*WHAT YOU WILL DO*: All of the data must be written out verbatim, with pictures excluded.

Region pointing data
►
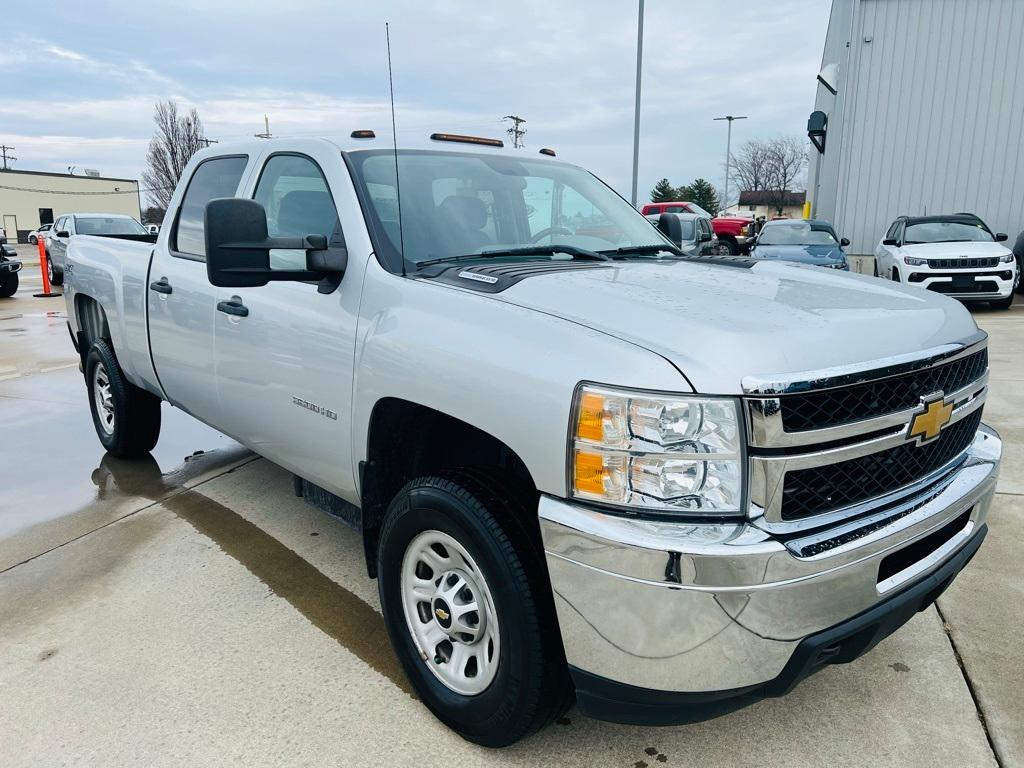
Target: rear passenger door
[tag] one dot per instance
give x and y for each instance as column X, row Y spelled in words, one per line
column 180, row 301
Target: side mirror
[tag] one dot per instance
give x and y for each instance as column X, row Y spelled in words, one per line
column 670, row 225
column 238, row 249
◄
*EXPECTED OUTPUT*:
Target: rear passenger door
[tag] one dot per instance
give x and y for each instance as column X, row Y spelled in words, one per line
column 180, row 301
Target: side mirror
[tag] one dot per instance
give x and y for each instance as column X, row Y spelled in words, one per line
column 670, row 225
column 238, row 249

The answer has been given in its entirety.